SUPPLIED PASSAGE:
>> BEGIN
I'm appalled by the fact the site operated for nearly a month
until I discovered it.
I'm extraordinarily peeved that Network Solutions has failed to
respond to my numerous emails, faxes and letters.
On the plus side, I'm not going to pay their invoice for the domain,
which arrived a couple days after the letter from the German fellow
who wanted to buy kiddie porn from me. So I know that eventually
it will be yanked from their database when the account
goes delinquent.
---
The Upgrade of Death... If you're toying with the idea
of installing one of those bazillion free America Online Version
5 cd-roms that have infested the planet, restrain yourself. The
net is awash with screaming victims of the software, which effectively
takes over all net browsing and email functions, wipes out all
previous networking configurations and makes it virtually impossible
to connect with any other internet service provider- or, for that
matter, your business' mail server. And that's if the installation
is successful. The Associated Press says AOL 5.0 simply causes
many systems to crash and stop functioning. AP quoted a magazine
review that reported "AOL can reduce a perfectly good computer
system to a paperweight."
---
DOH! TheSimpsons.com, the
web site devoted to the long-running Fox animated series, is offering
free Internet access and email. The downloadable access software
places a navigation bar with ads on your desktop, so surfing does
come at a price.
The service is actually run by 1stUp.com, not Homer, so reliability
shouldn't be a problem. Why is Fox entering the market? Notes
the quasi-evil Mr. Burns on the site's free service promo: "My
top men tell me the Internet is going to be big! Daguerreotype
big!"
---
Warmer climes... After decades of reading
endless snow closing announcements with his partner John Garry,
Pittsburgh radio legend Larry O'Brien pulled up stakes and moved
south to Hilton Head Island, South Carolina late last year, where
he can be found indulging his passion for golf on a daily basis.
If you reached Larry's answering machine during the Christmas
holidays, you heard a typical O'Brien one-minute comedy routine,
ending with, "I think I'm gonna do me some carolin'. Oh Caroline,
honey?" Sigh. I still miss those guys in the morning.
---
Dare to be stupid: Confirming what many of us have suspected
for a long time, there are a lot of incompetent people out there
who not only don't know they're incompetent, but truly
believe they're superior to the folks who actually know
what they're doing.
In a recent New
York Times article, Dr. David A. Dunning had an elegant explanation
for the situation: "the skills required for competence
often are the same skills necessary to recognize competence."
>> END
WHAT IS ASKED:
1. In the column, where did Larry O'Brien move late last year?
2. Rewrite the part of the column that opens with the words containing "On the plus" and closes with "goes delinquent.", renaming "invoice" as "bill".
The rows below come from a separate source and are unrelated to the column.

EXTRACTED RECORDS:
>> BEGIN
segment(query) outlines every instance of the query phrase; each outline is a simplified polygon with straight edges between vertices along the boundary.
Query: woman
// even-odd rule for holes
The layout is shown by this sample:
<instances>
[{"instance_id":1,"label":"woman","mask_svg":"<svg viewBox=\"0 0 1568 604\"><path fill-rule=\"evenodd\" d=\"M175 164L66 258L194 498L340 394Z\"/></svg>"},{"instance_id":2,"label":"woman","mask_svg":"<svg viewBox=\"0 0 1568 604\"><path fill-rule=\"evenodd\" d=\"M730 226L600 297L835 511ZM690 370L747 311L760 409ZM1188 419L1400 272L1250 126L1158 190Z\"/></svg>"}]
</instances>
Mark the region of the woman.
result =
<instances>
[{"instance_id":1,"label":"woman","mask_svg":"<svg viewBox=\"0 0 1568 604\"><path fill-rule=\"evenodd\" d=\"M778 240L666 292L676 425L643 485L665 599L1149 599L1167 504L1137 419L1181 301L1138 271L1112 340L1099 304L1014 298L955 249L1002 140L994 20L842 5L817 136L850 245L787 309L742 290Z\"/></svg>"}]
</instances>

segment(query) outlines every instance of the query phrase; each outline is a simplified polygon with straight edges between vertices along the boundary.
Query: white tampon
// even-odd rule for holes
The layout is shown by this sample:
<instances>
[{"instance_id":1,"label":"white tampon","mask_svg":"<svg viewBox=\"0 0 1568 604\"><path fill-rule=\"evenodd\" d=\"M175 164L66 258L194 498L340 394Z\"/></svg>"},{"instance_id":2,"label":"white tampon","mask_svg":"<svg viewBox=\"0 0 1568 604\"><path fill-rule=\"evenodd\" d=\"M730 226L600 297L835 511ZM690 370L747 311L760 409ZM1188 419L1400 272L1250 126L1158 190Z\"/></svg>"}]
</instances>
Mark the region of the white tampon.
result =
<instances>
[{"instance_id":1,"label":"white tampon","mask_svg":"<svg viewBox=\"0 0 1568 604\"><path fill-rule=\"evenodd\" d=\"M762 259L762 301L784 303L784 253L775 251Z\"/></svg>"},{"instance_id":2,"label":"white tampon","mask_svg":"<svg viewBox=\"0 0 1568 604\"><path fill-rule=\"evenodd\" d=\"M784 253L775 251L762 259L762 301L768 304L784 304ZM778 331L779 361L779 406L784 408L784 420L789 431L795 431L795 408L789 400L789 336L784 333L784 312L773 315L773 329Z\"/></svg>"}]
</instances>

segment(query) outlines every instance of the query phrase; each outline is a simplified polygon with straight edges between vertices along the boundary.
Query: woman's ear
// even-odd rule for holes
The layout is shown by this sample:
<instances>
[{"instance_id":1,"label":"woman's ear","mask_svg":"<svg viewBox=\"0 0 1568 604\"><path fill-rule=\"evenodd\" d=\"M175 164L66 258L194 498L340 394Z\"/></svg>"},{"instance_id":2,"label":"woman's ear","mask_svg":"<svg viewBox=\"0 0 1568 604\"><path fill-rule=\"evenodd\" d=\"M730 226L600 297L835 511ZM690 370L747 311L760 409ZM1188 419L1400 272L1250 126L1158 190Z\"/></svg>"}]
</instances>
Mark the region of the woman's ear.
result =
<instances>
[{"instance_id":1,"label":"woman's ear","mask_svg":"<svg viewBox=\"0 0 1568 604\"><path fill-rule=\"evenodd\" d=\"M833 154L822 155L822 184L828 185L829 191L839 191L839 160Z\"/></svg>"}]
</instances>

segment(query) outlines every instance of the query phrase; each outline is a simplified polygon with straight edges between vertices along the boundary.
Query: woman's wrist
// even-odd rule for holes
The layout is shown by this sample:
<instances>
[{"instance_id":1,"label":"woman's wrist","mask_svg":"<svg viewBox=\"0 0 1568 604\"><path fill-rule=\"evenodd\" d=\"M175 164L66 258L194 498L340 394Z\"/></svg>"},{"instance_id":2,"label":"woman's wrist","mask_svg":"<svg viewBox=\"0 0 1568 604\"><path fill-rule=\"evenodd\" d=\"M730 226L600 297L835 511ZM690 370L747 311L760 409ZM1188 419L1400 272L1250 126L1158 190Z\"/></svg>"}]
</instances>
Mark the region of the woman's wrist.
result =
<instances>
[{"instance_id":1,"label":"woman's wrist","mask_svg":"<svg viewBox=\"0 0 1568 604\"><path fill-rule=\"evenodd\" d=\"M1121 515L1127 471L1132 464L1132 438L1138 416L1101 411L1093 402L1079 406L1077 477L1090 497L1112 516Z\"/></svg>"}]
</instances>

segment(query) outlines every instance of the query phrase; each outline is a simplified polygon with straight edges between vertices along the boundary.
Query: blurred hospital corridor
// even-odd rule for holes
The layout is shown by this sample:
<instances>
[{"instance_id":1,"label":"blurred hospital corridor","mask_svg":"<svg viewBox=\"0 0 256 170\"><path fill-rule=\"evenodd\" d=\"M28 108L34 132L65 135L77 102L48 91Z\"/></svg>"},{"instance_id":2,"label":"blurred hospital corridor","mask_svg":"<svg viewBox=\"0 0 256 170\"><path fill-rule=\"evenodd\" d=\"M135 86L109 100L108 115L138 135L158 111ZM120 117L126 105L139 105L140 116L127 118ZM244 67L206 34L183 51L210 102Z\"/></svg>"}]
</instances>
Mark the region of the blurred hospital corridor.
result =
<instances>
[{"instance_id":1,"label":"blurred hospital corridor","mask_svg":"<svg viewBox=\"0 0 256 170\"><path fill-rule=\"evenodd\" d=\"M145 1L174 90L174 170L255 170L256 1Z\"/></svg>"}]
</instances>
>> END
COMPLETE ANSWERS:
1. Hilton Head Island, South Carolina.

2.
On the plus side, I'm not going to pay their bill for the domain,
which arrived a couple days after the letter from the German fellow
who wanted to buy kiddie porn from me. So I know that eventually
it will be yanked from their database when the account
goes delinquent.